▶ WORK ITEM
Only the lines below starting at the one containing "positive clicks: (56, 232)" and ending at the one containing "390L94 353L63 344L12" belong in the answer, each copied exactly.

========================================================================

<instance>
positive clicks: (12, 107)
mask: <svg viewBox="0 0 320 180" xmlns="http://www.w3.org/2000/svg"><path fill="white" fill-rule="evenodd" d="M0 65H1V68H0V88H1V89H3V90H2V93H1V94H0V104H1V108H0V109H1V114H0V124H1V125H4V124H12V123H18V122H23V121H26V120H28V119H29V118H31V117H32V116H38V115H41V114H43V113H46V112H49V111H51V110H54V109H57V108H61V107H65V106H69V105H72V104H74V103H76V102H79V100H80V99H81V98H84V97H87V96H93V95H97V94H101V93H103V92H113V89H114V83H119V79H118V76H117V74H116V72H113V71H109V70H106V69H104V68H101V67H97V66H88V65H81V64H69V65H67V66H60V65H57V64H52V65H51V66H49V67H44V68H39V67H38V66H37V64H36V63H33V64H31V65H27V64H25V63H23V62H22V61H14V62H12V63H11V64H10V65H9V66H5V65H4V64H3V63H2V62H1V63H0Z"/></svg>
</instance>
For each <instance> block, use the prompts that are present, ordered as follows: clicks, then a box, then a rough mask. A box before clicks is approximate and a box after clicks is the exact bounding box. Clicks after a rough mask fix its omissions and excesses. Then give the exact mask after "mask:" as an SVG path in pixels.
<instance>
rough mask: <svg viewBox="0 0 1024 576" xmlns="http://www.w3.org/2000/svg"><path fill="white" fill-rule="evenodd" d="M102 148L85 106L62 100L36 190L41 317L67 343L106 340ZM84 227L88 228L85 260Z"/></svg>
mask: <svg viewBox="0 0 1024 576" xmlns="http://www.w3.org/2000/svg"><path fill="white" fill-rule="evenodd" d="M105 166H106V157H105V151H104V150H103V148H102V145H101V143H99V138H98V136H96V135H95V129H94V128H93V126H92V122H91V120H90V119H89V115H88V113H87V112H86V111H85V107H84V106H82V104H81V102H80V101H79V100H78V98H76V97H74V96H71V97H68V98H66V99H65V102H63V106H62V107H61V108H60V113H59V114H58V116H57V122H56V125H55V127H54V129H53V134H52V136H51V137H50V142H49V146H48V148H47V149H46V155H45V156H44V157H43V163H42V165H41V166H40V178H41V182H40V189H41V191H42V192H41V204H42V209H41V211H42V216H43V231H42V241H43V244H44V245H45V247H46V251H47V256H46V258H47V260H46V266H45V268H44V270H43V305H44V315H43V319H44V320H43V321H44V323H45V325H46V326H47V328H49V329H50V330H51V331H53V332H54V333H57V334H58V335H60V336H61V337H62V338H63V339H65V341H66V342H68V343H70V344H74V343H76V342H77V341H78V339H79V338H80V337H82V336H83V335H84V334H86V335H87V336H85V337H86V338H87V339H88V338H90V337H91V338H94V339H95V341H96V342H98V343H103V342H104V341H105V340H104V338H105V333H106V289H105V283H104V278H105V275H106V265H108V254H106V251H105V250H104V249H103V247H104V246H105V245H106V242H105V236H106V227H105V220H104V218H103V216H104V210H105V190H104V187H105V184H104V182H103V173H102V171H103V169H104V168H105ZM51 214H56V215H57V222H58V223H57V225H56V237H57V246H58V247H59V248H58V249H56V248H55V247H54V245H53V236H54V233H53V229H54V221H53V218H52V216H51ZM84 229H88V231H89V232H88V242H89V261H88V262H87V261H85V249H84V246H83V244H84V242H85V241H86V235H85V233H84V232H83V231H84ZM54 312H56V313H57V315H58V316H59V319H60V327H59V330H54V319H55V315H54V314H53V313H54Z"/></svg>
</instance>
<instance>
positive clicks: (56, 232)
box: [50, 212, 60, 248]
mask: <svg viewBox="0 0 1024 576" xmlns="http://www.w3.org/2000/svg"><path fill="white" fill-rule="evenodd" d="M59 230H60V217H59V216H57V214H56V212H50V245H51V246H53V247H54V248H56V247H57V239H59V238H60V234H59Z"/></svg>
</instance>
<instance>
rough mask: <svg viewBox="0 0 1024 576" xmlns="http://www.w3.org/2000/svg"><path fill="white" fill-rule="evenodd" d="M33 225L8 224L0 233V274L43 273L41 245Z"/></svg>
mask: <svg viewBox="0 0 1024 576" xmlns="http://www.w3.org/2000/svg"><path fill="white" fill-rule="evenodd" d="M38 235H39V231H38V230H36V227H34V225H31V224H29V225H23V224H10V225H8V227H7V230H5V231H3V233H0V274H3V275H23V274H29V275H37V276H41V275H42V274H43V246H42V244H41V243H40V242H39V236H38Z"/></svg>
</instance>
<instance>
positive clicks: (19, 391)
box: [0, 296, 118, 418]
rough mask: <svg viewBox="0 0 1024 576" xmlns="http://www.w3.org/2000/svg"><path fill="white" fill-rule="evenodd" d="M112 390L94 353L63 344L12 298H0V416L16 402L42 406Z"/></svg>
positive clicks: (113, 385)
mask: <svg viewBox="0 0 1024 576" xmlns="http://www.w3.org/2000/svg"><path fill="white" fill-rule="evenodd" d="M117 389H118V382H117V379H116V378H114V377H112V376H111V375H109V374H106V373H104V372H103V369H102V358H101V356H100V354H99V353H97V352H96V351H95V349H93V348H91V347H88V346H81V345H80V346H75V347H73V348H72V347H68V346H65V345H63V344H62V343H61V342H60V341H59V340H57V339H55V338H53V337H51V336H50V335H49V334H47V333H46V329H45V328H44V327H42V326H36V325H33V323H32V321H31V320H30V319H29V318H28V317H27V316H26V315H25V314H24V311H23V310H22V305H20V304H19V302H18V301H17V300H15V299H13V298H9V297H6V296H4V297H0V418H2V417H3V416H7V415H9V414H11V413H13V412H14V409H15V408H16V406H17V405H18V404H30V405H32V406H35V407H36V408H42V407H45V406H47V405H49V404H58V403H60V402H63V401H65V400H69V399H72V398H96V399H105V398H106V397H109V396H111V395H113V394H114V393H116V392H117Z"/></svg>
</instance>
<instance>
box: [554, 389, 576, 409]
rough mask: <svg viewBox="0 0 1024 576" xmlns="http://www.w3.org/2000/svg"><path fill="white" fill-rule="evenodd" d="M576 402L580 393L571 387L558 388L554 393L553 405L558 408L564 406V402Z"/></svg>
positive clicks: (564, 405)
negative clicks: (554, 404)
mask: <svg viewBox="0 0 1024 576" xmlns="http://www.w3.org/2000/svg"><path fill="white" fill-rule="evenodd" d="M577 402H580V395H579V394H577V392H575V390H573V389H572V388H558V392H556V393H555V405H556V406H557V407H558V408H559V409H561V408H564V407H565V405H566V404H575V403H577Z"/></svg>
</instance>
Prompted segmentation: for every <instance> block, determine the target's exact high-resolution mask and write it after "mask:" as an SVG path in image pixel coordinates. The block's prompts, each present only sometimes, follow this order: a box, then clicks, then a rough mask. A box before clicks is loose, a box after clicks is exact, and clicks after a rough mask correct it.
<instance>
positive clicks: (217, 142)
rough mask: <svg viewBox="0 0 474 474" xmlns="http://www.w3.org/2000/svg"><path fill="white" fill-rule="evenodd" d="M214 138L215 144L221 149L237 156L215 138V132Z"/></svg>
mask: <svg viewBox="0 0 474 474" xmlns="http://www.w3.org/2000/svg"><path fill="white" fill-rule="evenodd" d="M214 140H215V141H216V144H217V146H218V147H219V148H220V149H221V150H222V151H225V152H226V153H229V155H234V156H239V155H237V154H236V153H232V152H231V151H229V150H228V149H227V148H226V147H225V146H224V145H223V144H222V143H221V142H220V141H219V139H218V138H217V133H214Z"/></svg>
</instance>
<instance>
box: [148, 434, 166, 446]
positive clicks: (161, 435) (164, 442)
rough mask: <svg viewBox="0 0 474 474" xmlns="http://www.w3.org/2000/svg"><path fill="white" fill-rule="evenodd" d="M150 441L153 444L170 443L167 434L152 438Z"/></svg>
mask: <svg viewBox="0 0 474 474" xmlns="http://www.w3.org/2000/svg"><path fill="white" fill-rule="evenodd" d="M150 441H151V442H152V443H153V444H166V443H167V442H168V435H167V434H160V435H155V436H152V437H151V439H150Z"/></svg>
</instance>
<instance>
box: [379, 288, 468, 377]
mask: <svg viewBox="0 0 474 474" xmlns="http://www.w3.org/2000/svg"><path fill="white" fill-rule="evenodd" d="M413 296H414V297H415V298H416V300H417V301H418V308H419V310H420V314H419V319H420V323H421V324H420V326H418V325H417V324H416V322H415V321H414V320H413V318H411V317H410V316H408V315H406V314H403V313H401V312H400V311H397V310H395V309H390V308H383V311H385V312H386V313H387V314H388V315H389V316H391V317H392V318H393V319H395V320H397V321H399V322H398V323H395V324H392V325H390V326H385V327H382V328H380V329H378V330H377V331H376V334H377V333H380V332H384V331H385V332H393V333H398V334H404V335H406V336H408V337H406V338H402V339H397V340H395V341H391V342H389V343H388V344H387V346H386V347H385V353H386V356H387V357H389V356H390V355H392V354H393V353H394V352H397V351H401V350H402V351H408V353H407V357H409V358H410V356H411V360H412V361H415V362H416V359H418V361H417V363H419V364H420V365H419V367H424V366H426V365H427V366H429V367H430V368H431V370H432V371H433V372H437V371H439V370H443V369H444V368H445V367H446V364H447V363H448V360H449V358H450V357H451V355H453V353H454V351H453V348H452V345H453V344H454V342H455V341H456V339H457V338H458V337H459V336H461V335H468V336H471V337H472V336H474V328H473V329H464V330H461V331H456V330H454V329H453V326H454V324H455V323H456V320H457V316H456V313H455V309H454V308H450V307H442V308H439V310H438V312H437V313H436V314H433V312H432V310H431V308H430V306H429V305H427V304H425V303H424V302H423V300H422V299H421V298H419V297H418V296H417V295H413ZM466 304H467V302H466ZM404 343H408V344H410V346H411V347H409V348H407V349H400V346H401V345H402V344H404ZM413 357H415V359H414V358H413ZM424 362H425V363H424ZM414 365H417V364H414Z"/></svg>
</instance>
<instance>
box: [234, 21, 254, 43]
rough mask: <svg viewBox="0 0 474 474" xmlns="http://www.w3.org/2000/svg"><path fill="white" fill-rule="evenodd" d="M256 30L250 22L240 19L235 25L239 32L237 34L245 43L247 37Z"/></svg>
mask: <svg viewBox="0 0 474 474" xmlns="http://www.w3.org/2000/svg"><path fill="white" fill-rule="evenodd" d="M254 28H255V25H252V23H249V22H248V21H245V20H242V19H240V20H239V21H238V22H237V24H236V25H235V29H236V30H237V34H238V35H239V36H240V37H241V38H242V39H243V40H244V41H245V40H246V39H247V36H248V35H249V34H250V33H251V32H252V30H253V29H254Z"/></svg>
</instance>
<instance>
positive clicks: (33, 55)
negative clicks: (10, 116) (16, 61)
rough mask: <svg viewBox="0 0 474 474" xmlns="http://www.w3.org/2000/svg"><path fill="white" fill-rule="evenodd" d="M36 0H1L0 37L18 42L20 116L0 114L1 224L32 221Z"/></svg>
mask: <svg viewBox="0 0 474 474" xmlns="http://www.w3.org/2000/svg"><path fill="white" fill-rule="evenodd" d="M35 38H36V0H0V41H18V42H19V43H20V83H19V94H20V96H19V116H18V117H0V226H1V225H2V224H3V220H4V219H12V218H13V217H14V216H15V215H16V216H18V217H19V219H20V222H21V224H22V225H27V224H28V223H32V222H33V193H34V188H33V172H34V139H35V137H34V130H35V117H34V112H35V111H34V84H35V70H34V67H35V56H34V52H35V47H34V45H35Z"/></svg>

========================================================================

▶ SOLUTION FOR THIS TASK
positive clicks: (56, 232)
box: [50, 212, 60, 248]
mask: <svg viewBox="0 0 1024 576" xmlns="http://www.w3.org/2000/svg"><path fill="white" fill-rule="evenodd" d="M59 230H60V217H59V216H57V214H56V212H50V245H51V246H53V247H54V248H56V247H57V239H59V238H60V234H59Z"/></svg>
</instance>
<instance>
rough mask: <svg viewBox="0 0 1024 576" xmlns="http://www.w3.org/2000/svg"><path fill="white" fill-rule="evenodd" d="M33 225L8 224L0 233V274L43 273L41 245Z"/></svg>
mask: <svg viewBox="0 0 1024 576" xmlns="http://www.w3.org/2000/svg"><path fill="white" fill-rule="evenodd" d="M38 235H39V231H38V230H36V227H34V225H31V224H29V225H23V224H10V225H8V227H7V230H5V231H3V233H0V274H3V275H23V274H29V275H37V276H41V275H42V274H43V246H42V244H41V243H40V242H39V236H38Z"/></svg>
</instance>
<instance>
positive clicks: (19, 391)
box: [0, 296, 118, 418]
rough mask: <svg viewBox="0 0 1024 576" xmlns="http://www.w3.org/2000/svg"><path fill="white" fill-rule="evenodd" d="M112 390L94 353L63 344L12 298H0V416L16 402L42 406Z"/></svg>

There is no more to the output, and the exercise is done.